-- Selected excerpt follows --
Intellectual property

Given the millions he has invested in Curevac, it’s no surprise that Dr von Bohlen agrees. It is the promise of patent protection, he says, that ensured vaccines were developed and rolled out at warp speed by private companies, not the state.

“Germany’s post-war constitution says that human life is inviolable, I’d say the same about intellectual property,” he said. “You could ask yourself why America, the greatest protector of intellectual property, comes now and says let’s pause patent ownership. For the first time in biotech history, two of the three [successful] firms are not from the US. I smiled a little bit [when I heard it]. If the firms were all American I don’t think we’d have had this proposal.”

And yet the push for affordable HIV medication has shown the difference when companies are encouraged – even forced – to roll back their licence fee earning expectations. Would Dr von Bohlen oppose to any such shift on licensing fees for Covid-19 vaccines?
-- Selected excerpt concluded --
-- Recorded data follows --
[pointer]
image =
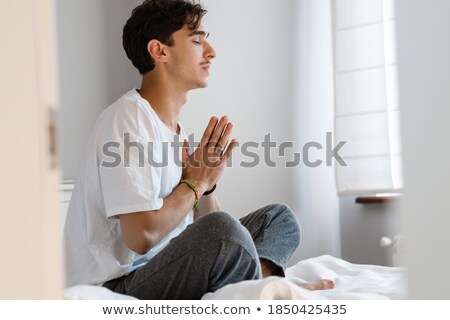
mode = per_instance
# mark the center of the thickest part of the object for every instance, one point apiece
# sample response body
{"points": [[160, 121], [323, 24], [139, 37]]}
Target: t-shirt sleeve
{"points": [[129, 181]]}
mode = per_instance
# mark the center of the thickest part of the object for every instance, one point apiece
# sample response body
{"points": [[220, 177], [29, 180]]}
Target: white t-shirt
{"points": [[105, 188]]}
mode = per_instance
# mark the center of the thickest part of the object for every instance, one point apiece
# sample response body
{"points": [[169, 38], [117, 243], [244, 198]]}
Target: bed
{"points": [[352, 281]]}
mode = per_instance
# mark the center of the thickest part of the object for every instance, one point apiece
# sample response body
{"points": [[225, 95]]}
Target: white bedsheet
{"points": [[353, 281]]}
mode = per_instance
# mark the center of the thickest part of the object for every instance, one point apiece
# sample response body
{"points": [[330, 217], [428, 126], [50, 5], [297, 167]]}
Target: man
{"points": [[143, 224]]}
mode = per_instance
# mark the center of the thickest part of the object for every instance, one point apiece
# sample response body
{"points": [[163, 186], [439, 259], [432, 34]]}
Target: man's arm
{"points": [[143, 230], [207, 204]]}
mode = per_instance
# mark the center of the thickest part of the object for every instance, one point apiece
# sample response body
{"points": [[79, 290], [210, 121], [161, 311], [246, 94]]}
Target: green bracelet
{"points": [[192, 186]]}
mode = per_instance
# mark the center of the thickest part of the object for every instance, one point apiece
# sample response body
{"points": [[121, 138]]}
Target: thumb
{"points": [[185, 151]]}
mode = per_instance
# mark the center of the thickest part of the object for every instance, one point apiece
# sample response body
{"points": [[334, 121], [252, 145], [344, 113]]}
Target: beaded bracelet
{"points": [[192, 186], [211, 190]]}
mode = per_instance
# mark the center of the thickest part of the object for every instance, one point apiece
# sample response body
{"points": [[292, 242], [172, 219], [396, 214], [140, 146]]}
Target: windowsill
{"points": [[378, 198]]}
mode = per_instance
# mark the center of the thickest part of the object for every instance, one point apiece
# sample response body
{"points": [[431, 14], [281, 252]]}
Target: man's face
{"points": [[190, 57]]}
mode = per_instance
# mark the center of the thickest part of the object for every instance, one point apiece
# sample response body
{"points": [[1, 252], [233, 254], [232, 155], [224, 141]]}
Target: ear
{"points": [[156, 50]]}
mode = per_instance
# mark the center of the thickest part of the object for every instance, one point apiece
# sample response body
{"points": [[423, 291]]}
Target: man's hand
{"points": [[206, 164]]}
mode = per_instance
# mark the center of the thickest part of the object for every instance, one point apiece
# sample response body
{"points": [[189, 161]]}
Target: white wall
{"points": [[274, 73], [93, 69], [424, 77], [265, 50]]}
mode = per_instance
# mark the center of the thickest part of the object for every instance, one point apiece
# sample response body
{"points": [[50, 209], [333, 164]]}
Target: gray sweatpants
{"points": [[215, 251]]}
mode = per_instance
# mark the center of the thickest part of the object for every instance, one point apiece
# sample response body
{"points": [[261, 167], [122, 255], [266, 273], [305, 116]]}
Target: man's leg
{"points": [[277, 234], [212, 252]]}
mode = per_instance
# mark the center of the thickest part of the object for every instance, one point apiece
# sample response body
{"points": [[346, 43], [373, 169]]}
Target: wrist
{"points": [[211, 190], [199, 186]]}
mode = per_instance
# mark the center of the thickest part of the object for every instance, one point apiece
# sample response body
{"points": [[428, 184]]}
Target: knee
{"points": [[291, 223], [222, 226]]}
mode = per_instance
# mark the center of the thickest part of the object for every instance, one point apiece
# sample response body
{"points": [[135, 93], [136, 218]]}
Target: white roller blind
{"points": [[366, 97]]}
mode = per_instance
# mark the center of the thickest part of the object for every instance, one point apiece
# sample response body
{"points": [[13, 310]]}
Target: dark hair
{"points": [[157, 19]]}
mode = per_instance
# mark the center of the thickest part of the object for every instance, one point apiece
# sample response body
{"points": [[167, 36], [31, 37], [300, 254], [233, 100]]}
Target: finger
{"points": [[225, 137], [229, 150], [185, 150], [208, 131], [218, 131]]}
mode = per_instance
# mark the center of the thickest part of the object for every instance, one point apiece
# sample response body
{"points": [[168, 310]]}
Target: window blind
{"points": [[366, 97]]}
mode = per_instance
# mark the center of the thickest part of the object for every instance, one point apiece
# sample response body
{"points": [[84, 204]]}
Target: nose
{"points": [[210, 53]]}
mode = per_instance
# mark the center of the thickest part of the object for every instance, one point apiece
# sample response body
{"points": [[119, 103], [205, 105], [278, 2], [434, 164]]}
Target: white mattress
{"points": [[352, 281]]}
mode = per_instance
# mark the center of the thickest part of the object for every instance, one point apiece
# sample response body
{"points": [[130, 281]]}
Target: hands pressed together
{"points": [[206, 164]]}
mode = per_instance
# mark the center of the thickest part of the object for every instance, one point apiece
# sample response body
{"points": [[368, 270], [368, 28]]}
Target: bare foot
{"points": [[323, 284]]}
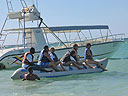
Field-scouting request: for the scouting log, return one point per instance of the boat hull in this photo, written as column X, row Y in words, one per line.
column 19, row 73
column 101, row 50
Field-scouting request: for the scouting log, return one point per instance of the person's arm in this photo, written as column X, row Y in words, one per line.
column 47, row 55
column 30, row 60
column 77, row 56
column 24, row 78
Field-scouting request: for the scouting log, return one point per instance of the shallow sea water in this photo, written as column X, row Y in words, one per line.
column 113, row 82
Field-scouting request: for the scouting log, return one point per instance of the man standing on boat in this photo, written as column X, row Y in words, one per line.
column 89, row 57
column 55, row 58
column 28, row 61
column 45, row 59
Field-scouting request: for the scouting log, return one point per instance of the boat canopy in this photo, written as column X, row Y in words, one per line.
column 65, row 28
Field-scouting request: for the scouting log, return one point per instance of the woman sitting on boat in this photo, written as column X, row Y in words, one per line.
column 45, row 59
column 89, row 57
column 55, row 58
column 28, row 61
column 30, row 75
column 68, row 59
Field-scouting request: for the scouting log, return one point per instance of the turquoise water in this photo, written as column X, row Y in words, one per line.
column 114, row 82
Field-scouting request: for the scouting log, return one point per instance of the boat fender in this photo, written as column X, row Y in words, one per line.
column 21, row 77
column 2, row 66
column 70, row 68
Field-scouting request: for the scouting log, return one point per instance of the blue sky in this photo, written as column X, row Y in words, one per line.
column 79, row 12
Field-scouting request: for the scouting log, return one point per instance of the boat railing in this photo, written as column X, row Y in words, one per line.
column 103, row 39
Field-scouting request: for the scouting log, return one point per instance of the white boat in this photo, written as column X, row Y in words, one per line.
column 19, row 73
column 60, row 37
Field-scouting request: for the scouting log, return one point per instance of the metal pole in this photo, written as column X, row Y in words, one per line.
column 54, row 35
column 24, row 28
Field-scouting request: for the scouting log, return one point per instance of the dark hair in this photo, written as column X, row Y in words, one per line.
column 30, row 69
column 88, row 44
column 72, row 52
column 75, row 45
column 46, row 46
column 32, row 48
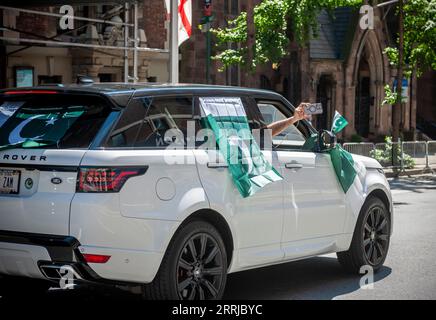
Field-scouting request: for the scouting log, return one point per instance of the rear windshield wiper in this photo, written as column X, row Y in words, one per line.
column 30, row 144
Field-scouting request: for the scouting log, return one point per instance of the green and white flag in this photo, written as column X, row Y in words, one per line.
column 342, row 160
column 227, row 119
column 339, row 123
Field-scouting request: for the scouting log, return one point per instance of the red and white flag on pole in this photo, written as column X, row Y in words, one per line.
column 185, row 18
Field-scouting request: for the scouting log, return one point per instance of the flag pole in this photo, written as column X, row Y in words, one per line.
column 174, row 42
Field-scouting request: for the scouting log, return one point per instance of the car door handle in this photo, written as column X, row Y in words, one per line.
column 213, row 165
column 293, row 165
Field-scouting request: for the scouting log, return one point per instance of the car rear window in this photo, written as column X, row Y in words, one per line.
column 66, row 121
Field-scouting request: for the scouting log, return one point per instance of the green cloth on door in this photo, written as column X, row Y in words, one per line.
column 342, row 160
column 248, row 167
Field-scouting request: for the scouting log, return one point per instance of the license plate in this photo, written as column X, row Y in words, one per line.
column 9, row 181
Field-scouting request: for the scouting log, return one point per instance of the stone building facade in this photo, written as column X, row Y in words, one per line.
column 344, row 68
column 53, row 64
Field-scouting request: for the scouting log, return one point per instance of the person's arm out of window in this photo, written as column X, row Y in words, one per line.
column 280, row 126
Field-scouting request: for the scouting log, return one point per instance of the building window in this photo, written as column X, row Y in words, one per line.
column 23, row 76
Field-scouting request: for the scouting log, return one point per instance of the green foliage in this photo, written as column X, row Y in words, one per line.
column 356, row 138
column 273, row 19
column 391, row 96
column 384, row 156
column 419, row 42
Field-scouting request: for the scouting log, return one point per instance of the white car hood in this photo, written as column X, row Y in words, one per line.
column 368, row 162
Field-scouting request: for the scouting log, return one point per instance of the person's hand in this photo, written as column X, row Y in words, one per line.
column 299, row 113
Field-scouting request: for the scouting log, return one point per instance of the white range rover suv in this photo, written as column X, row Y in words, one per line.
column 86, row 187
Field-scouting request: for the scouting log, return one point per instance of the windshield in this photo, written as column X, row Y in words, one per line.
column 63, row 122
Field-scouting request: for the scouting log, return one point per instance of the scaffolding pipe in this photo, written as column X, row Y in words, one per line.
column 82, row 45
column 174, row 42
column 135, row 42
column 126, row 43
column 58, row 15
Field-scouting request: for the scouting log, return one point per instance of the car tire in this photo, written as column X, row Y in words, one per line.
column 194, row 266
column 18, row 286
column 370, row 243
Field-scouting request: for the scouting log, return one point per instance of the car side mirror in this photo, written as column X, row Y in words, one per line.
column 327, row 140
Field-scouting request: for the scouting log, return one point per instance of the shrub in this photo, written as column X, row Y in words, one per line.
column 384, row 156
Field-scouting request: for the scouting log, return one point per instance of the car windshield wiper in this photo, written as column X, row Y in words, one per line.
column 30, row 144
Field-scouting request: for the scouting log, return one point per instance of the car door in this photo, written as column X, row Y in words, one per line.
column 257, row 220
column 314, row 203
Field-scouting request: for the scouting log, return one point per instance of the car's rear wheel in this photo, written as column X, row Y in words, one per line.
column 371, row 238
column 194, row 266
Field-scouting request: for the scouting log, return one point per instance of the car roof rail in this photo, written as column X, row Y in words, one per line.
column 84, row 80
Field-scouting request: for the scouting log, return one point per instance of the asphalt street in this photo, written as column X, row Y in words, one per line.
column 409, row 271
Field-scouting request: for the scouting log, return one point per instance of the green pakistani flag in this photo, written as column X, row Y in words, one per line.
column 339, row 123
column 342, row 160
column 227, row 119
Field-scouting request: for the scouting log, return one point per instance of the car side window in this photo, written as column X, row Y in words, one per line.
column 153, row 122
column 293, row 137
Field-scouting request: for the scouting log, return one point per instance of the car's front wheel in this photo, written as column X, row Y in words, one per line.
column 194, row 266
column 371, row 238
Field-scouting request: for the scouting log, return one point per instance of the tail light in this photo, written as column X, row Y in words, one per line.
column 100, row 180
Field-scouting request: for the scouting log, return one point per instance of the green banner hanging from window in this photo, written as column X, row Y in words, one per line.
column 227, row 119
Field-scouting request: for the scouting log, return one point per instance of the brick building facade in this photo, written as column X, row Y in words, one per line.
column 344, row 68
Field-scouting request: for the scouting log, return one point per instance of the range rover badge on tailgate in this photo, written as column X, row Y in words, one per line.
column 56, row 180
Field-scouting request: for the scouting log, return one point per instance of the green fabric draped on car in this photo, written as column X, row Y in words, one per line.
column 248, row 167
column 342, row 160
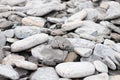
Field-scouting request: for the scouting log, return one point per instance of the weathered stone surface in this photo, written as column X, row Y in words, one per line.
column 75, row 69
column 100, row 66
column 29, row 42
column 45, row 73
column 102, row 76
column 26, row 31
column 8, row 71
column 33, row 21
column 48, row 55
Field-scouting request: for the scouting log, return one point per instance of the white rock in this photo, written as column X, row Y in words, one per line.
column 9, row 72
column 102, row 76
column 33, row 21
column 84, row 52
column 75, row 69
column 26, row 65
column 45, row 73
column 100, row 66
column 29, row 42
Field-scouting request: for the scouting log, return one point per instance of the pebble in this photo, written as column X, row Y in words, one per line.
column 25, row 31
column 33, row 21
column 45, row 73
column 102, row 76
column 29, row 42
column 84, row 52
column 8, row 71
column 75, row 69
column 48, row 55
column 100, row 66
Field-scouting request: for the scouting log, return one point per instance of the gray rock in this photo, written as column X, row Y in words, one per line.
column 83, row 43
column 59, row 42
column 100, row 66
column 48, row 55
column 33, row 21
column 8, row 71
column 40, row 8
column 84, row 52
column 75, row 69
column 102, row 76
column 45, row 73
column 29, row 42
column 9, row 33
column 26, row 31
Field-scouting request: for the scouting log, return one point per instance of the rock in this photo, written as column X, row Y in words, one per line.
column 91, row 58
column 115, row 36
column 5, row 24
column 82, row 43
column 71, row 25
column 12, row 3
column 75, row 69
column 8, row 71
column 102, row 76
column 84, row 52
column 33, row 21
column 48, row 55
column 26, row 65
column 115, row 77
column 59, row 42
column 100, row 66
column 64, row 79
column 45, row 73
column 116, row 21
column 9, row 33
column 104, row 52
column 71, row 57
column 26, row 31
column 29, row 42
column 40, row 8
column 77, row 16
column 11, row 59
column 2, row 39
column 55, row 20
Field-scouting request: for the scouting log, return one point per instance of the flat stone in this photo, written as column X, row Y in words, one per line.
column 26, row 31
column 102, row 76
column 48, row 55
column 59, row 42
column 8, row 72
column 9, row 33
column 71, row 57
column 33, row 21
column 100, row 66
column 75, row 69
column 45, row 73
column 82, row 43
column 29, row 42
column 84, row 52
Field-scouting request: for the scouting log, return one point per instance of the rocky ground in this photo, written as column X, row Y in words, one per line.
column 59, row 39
-- Recorded data concluded --
» Task list:
1 > According to the intellectual property excerpt, what does Dr von Bohlen say ensured that private companies developed and rolled out vaccines at warp speed?
2 > Continue the intellectual property excerpt from where it stops.

» Task responses:
1 > The promise of patent protection.

2 >
"Personally speaking I'd be ready to give a licence at no cost for a time if someone came from, I don't know, Mongolia, and would like to produce for that region," he says. "Not for all time but for the particular purpose I would consider."

While others are focused on mRNA-based victory over Covid-19, Dr von Bohlen's attention is already in the future. Another of his companies, Molecular Health, aims to be a major player in the multibillion molecular medicine field, thanks to its database that analyses and records, at molecular level, biological process in the body to match illness to targeted medication.

The hope: faster diagnosis, medical trials and treatment of illness. Listen to him talk and it’s clear he believes that – in the near future – today’s standard medical treatments could go the way of the leech.

There is serious US competition on molecular medicine, and doubts in other quarters about how promising mRNA-based treatments will be. But Dr von Bohlen is quietly confident that his homeland can hold its own in this race if it can harness the energy and innovation that saw German-based companies develop two of the three leading Covid-19 vaccines.

Research funding

“I think German politicians are rubbing their eyes at the moment, asking themselves, ‘how could this happen?’,” he laughs.

Last year, Berlin paid €300 million for a minority stake in Curevac, now worth many times that. Does he see such public investment as the way forward for private research?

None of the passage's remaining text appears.